_VORLIEGENDER TEXTAUSZUG_

◆ ◆ ◆ ◆ ◆ ◆ ◆

Der Wichtel ist der Stadt ihr Kind. Eigentlich der lebendigen Innenstadt ihr Kind, denn die Interessengemeinschaft hat die Idee gehabt, dass so ein Wichtel wieder verloren gegangenes Leben in die Innenstadt bringen könnte, und die Stadtverwaltung hat sich mit eingeklinkt und unterstützt die Wichtelaktion.

gutes

Hartmann auf Habl

Annahme von Geschenken
nahe am Korruptionsgesetz

Was macht jetzt eigentlich so ein Wichtel, außer dass er in seinem – meistens, wenn er nicht gerade die Tür sperrangelweit offen hat – mollig warmen Holzhäuschen auf dem Hauptplatz Kindern Autogramme gibt? Er wichtelt! In diesem Fall heißt dies: Er nimmt Geschenke. Misstrauische Menschen müssen hier ganz schnell die Augen zu machen, und was sie dann sehen, gehört nicht ihnen, sondern erinnert sie daran, dass die Annahme von Geschenken unter besonderen Umständen in der Nähe des Korruptionsgesetzes gelagert ist; ein Zusammenhang, den sie in diesem Zusammenhang ganz schnell vergessen sollten, auch aus gesundheitlichen Gründen.

Der Wichtel nimmt die Geschenke nur entgegen und gibt sie dann weiter. Denn brave Menschen, die anderen braven Menschen etwas Gutes tun wollen oder glauben, dass wieder andere, aber nicht brave Menschen, diesen Menschen nichts Gutes tun wollen und sie es deshalb selbst tun müssen, haben an die Geschenksäckchen kleine Zettelchen gehängt, auf denen der Name des Empfängers, des Beschenkten, steht. An diesen Zettel hält der Wichtel dann ganz nahe seine Nase, damit auch seine Augen nahe sind, denn mit diesen liest er dann die Buchstaben ab und setzt sie zu einer kompletten Adresse zusammen.

Das Säckchen, in dem sich das Geschenk befindet, das der Wichtel sozusagen kommissarisch entgegen nimmt, hat der brave Mensch in einem Geschäft erhalten, und zwar nur deswegen, weil er dort glaubhaft versichern konnte, er möchte an der Wichtel-Aktion teilnehmen, ein Produkt aus dem umfangreichen Sortiment mit Geld bezahlen und dieses mittels Wichtel einem braven Menschen zukommen lassen. Schon gibt’s ein Säckchen, und wenn das Säckchen zu klein ist, weil das Geschenk zu groß ist, umhüllt das freundliche Personal eben dieses mit zauberhaftem Wichtel-Geschenkpapier – und ab zum Wichtel!

◆ ◆ ◆ ◆ ◆ ◆ ◆

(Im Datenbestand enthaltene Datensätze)

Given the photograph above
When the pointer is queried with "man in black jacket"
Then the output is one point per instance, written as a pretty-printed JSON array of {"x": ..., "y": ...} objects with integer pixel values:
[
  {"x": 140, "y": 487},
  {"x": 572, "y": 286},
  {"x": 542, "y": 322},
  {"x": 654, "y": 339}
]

◆ ◆ ◆ ◆ ◆ ◆ ◆

_ARBEITSAUFTRAG A_
Geben Sie einen Abschnitt aus dem Text über den Wichtel wortgetreu wieder. Beginnen Sie bei den Worten „Der Wichtel nimmt“, und hören Sie nach „kompletten Adresse zusammen.“ auf.
_ARBEITSAUFTRAG B_
Zählen Sie alle Tätigkeiten auf, die der Text über den Wichtel diesem bei der Aktion zuschreibt.
_ARBEITSAUFTRAG C_
Beantworten Sie anhand des Textes über den Wichtel die folgenden Fragen:
(i) Wer hatte die Idee, dass ein Wichtel Leben in die Innenstadt bringen könnte?
(ii) Wo steht das Holzhäuschen des Wichtels?
(iii) Was steht auf den Zettelchen an den Geschenksäckchen?

_ANTWORT ZUR AUFGABE A_
Der Wichtel nimmt die Geschenke nur entgegen und gibt sie dann weiter. Denn brave Menschen, die anderen braven Menschen etwas Gutes tun wollen oder glauben, dass wieder andere, aber nicht brave Menschen, diesen Menschen nichts Gutes tun wollen und sie es deshalb selbst tun müssen, haben an die Geschenksäckchen kleine Zettelchen gehängt, auf denen der Name des Empfängers, des Beschenkten, steht. An diesen Zettel hält der Wichtel dann ganz nahe seine Nase, damit auch seine Augen nahe sind, denn mit diesen liest er dann die Buchstaben ab und setzt sie zu einer kompletten Adresse zusammen.

_ANTWORT ZUR AUFGABE B_
- Er gibt Kindern Autogramme.
- Er nimmt Geschenke entgegen.
- Er gibt die Geschenke weiter.
- Er hält den Zettel ganz nahe an seine Nase.
- Er liest die Buchstaben ab.
- Er setzt die Buchstaben zu einer kompletten Adresse zusammen.

_ANTWORT ZUR AUFGABE C_
(i) Die Interessengemeinschaft.
(ii) Auf dem Hauptplatz.
(iii) Der Name des Empfängers, also des Beschenkten.